DATASET ENTRIES:
>> Begin

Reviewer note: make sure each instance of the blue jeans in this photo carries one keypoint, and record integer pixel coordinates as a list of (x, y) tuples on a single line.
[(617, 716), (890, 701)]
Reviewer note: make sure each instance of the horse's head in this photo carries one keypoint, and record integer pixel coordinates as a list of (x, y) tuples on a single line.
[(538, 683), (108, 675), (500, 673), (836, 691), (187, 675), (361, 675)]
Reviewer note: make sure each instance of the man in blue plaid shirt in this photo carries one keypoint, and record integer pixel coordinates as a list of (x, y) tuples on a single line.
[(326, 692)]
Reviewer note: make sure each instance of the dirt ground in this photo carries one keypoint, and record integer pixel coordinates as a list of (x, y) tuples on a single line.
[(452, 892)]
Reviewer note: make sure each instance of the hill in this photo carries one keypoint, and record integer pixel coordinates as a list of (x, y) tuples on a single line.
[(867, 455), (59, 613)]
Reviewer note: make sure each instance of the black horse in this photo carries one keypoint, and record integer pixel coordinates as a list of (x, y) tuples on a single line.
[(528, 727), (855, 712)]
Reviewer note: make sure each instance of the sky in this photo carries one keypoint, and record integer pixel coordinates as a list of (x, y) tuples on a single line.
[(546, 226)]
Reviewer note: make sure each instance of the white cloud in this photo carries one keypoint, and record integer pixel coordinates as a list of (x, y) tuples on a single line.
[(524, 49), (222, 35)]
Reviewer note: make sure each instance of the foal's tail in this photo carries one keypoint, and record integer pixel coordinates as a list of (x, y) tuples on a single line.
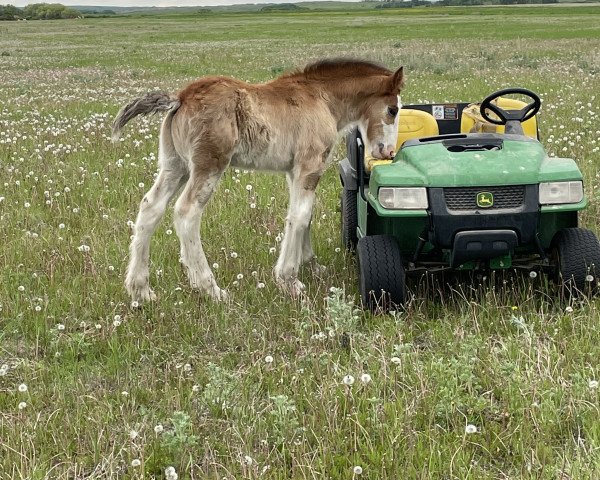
[(149, 104)]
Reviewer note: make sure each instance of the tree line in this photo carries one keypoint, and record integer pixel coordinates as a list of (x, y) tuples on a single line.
[(38, 11)]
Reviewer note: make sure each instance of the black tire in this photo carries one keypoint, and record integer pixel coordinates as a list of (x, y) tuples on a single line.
[(576, 252), (349, 219), (381, 276)]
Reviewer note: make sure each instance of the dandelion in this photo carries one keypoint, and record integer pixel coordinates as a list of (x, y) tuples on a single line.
[(470, 429), (170, 473)]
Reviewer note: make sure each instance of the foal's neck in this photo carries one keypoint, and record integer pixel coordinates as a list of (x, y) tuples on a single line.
[(346, 98)]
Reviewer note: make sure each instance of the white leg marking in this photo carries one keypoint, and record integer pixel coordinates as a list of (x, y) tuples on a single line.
[(296, 228), (188, 214), (151, 211)]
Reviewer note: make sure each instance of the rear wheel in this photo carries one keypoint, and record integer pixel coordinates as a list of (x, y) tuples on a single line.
[(382, 280), (576, 252), (349, 219)]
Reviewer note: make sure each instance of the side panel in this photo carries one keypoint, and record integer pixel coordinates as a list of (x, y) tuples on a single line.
[(552, 222)]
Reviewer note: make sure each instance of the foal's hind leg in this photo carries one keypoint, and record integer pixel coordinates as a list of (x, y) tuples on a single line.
[(152, 209), (188, 214), (171, 177), (294, 248)]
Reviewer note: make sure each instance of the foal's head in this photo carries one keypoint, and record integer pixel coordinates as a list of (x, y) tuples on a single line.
[(378, 124)]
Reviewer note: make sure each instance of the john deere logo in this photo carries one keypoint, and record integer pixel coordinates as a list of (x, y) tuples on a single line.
[(485, 200)]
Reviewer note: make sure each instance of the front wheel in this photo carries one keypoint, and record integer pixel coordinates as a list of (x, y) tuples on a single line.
[(349, 219), (576, 252), (382, 280)]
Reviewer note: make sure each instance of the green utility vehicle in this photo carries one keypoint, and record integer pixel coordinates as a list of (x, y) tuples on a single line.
[(467, 190)]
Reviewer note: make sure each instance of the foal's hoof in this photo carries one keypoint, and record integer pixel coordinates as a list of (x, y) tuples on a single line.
[(218, 294), (140, 295), (139, 291), (317, 268)]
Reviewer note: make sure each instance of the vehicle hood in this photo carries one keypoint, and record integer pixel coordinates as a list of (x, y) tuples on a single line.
[(516, 162)]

>> End

REQUIREMENT:
Copy out, word for word, everything in the records from the line containing "Reviewer note: make sure each instance of the foal's neck" down through the line containing "[(296, 228), (188, 214), (151, 211)]", including both of those lines.

EXPECTED ANSWER:
Reviewer note: make sure each instance of the foal's neck in this photo carries one keypoint, and record integer pixel coordinates as a list of (x, y) tuples on a single line.
[(346, 98)]
Reviewer note: make sure each instance of the white leg marking in this photo carries one keypoint, and record integer pixel coordinates as a list of (x, y) tuples on a single line.
[(296, 228), (188, 214), (151, 211)]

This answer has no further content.